▶ PROBLEM
When writing out the listing below, reproduce every word exactly and skip the pictures.

▶ RECORDS SUPPLIED
____________________

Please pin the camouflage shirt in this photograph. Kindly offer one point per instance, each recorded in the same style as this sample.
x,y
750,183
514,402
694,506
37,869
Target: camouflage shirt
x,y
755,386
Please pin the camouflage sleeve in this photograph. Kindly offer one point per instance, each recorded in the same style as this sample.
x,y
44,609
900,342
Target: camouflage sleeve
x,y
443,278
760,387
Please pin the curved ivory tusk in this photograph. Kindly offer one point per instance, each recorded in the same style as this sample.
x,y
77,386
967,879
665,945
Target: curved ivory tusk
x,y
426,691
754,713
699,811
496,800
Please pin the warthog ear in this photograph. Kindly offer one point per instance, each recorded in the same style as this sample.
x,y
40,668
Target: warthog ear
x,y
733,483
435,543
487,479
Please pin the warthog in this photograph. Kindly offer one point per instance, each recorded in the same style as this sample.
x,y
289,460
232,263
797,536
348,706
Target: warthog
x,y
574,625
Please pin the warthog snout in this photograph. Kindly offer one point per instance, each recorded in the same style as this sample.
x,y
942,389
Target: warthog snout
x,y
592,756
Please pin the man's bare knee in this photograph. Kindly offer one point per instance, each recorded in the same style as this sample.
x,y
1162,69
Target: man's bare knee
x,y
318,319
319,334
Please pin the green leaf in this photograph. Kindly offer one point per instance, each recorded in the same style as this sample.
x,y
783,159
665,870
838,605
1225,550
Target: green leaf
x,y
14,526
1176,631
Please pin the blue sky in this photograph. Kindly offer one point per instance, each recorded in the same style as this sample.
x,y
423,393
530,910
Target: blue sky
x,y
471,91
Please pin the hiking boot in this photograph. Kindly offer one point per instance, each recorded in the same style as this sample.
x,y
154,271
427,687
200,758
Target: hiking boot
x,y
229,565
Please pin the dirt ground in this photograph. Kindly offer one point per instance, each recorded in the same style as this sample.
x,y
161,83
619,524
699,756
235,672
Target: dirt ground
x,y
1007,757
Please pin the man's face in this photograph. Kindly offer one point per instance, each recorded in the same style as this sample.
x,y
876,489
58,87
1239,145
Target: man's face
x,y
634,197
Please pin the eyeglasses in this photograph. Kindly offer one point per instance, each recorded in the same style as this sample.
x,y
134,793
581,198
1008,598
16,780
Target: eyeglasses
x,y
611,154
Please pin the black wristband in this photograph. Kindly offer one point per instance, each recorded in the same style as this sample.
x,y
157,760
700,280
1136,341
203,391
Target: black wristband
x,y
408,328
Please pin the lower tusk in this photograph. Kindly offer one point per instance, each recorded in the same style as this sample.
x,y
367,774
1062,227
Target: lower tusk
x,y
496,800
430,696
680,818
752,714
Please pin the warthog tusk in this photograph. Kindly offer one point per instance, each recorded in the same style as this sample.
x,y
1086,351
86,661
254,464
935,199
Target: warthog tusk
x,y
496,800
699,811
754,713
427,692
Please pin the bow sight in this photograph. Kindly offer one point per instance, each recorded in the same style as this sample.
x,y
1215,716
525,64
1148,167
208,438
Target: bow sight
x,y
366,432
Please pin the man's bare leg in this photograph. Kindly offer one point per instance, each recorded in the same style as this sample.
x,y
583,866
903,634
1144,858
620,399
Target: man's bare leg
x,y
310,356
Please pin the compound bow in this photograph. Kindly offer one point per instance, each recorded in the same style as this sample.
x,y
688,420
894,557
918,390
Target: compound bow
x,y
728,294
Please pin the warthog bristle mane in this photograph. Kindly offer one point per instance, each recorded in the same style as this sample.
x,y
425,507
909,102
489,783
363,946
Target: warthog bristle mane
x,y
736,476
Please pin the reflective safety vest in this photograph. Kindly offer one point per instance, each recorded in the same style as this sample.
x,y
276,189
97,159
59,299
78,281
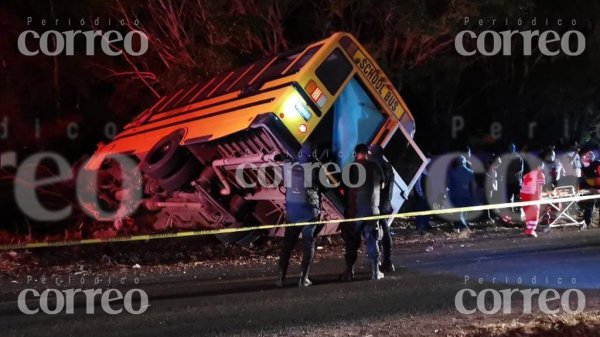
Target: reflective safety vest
x,y
591,173
301,196
533,182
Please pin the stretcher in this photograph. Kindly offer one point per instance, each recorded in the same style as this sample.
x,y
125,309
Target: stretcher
x,y
561,214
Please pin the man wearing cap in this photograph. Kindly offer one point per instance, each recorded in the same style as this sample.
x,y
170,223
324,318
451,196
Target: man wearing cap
x,y
303,204
362,200
591,182
385,205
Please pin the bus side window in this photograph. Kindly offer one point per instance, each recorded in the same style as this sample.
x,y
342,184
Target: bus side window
x,y
333,71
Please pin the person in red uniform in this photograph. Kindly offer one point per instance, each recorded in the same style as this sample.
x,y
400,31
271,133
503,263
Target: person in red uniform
x,y
531,190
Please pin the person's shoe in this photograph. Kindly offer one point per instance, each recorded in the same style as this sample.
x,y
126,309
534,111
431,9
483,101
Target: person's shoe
x,y
347,275
280,283
376,275
387,267
304,282
531,233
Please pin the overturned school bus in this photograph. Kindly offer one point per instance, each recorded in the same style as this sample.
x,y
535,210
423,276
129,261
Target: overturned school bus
x,y
189,144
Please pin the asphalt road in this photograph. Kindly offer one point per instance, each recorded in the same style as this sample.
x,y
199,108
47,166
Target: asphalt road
x,y
241,300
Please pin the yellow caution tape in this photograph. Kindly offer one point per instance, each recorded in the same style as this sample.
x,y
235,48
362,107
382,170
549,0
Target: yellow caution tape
x,y
284,225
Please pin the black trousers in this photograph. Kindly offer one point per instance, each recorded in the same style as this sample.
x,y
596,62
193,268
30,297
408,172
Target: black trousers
x,y
588,210
290,239
386,241
352,233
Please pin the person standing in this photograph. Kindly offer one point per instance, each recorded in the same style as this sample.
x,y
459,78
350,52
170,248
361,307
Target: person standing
x,y
514,167
461,190
531,190
554,170
385,205
494,183
303,204
422,205
591,182
572,163
362,200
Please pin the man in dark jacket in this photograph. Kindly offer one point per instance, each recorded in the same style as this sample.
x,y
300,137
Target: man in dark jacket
x,y
385,205
362,200
303,204
591,182
461,190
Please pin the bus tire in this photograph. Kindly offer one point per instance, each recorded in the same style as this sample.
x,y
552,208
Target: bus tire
x,y
165,157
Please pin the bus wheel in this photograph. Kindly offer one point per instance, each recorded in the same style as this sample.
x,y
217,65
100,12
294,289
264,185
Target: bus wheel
x,y
165,157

____________________

▶ EXPECTED OUTPUT
Please pin the camouflage shirt in this photograph. Kindly offer one point per instance, each recorded in the same style as this sample.
x,y
750,183
514,402
694,506
37,869
Target: camouflage shirt
x,y
755,386
Please pin the camouflage sleeve in this photograph. Kindly offer one point per instance, each recorded in the same style as this sample.
x,y
44,609
900,342
Target: camouflage sleeve
x,y
443,278
760,387
Please pin the curved ivory tusk in this photograph. Kindly offer one point per instance, each recorded in the same style as this sample.
x,y
77,386
967,879
665,945
Target: curved ivory tusk
x,y
426,691
754,713
699,811
496,800
Please pin the warthog ear in this photograph. Kindly offer one point per instance, each recorded in the same style as this sample.
x,y
40,668
Target: warthog ear
x,y
733,483
435,543
487,479
Please pin the warthog in this photograph. Kindly offer one point per instance, each recorded in the same style as this sample.
x,y
289,460
232,263
797,536
348,706
Target: warthog
x,y
574,625
Please pin the warthog snout in this photograph. Kindly offer one point per instance, each recorded in the same style as this sample.
x,y
942,389
Target: warthog snout
x,y
592,756
Please pin the man's bare knee in this photograph. Kindly offer one point per instance, each recorded in the same style as this sample.
x,y
1162,69
Target: man's bare knee
x,y
318,319
319,334
Please pin the green leaf in this photograph. Kindly offer one point per instance, each recorded in the same style as this sample.
x,y
783,159
665,870
838,605
1225,550
Target: green leaf
x,y
14,526
1176,631
Please pin the blue sky in this photograph. Kindly offer one point per instance, each recorded in the same style as this sample.
x,y
423,393
530,910
Target: blue sky
x,y
471,91
Please pin the hiking boot in this photograph. Kindly offer one point per instance, each recorded in the same style as this sample.
x,y
154,271
427,687
200,758
Target: hiking boot
x,y
229,565
Please pin the dirt ground in this photograph. Kindly offer one point per instance, each recorded in the same style as this sample.
x,y
161,83
619,524
699,756
235,672
Target: dirt ground
x,y
1007,757
Please pin the man's face in this photograph. Kindly offer one point per instance, each recorded in the same style as this sample.
x,y
876,489
58,87
1239,145
Target: man's face
x,y
634,197
Please pin the eyeglasses in this photograph. Kindly offer one point per instance, each recorded in the same style as this sample.
x,y
134,793
581,198
1008,598
16,780
Target: eyeglasses
x,y
611,154
Please pin the black wristband in this photograph. Kindly offer one point per instance, each recorded in the same style as this sample.
x,y
157,760
700,280
1136,341
203,391
Target: black wristband
x,y
408,328
Please pin the lower tusk in this photograph. Kindly offer one point per instance, each recorded in the same style as this sample.
x,y
367,774
1062,227
Target: lower tusk
x,y
496,800
430,696
680,818
752,714
Please pin the warthog tusk in this photograph. Kindly offer one point per instance, each recorded in the same style as this sample.
x,y
1086,351
86,661
254,464
935,199
Target: warthog tusk
x,y
496,800
699,811
754,713
427,692
Please pin the bow sight in this photograph. Kindly offer one point per instance, each recorded in the same style as this sample.
x,y
1215,716
525,64
1148,167
208,438
Target: bow sight
x,y
366,432
Please pin the man's bare leg in this photograph. Kindly offer one point per instance, each recorded in the same style as this sample.
x,y
583,866
903,634
1144,858
620,399
Target: man's bare leg
x,y
310,356
Please pin the compound bow in this photograph. Kindly offer one point per instance, each recorded in the same style as this sample.
x,y
688,420
894,557
918,390
Target: compound bow
x,y
728,294
Please pin the warthog bristle mane in this photograph. Kindly offer one point per instance, each recorded in the same style as this sample.
x,y
425,507
909,102
489,783
363,946
Target: warthog bristle mane
x,y
736,476
Please pin the reflective safety vest in this photograph. Kindly offer one point per instance, each recorded in the same style as this sample.
x,y
276,189
97,159
59,299
78,281
Target: reflective safety vest
x,y
591,173
301,196
533,182
Please pin the stretcher in this photograph. Kindly offer one point per instance, each recorded in the same style as this sample.
x,y
125,309
Target: stretcher
x,y
561,214
Please pin the man wearing cap in this photograph. Kindly offer one point per instance, each recorded in the same style as this sample.
x,y
170,223
324,318
451,196
Target: man wearing cap
x,y
303,204
362,200
591,182
385,205
Please pin the bus side window in this photograph. Kindly offer one point per instance, each recorded in the same style as this sample.
x,y
342,184
Target: bus side window
x,y
333,71
Please pin the person in red uniform in this photograph. Kindly offer one point per instance, each recorded in the same style as this sample.
x,y
400,31
271,133
503,263
Target: person in red uniform
x,y
531,190
Please pin the person's shoe in this photograph. Kindly offer one point per instance, each recorded in the same style as this sample.
x,y
126,309
534,111
431,9
483,101
Target: person's shoe
x,y
347,275
280,283
376,275
387,267
304,282
531,233
Please pin the overturned school bus in this photograph. Kindly offer one point per instance, each recorded in the same style as this sample.
x,y
535,210
423,276
129,261
Target: overturned school bus
x,y
189,144
Please pin the asphalt road in this photograph. Kindly offer one point per instance, each recorded in the same style as this sample.
x,y
199,108
47,166
Target: asphalt road
x,y
241,300
Please pin the yellow caution tape in this photograph. Kindly offer one point per instance, each recorded in the same style as this sample.
x,y
235,48
362,107
382,170
549,0
Target: yellow caution tape
x,y
284,225
Please pin the black trousers in this photograph. Kindly offer one point per instance, each recorded in the same style as this sample.
x,y
596,62
193,268
30,297
408,172
Target: black trousers
x,y
588,210
290,239
386,241
352,233
Please pin the person standing in this photograph. Kindly offer one point per instance, each recorded in the same style as this sample.
x,y
459,78
350,52
170,248
361,307
Target: person standing
x,y
514,167
461,190
531,190
554,170
385,205
494,183
303,204
422,205
591,182
572,163
362,200
Please pin the man in dark jacket in this photograph. Kindly offer one point per instance, each recorded in the same style as this sample.
x,y
300,137
Target: man in dark jacket
x,y
385,205
362,200
303,204
591,182
461,190
Please pin the bus tire in this photograph. Kindly offer one point per instance, each recorded in the same style as this sample.
x,y
552,208
Target: bus tire
x,y
165,157
Please pin the bus wheel in this photograph. Kindly offer one point per instance, each recorded in the same style as this sample.
x,y
217,65
100,12
294,289
264,185
Target: bus wheel
x,y
165,157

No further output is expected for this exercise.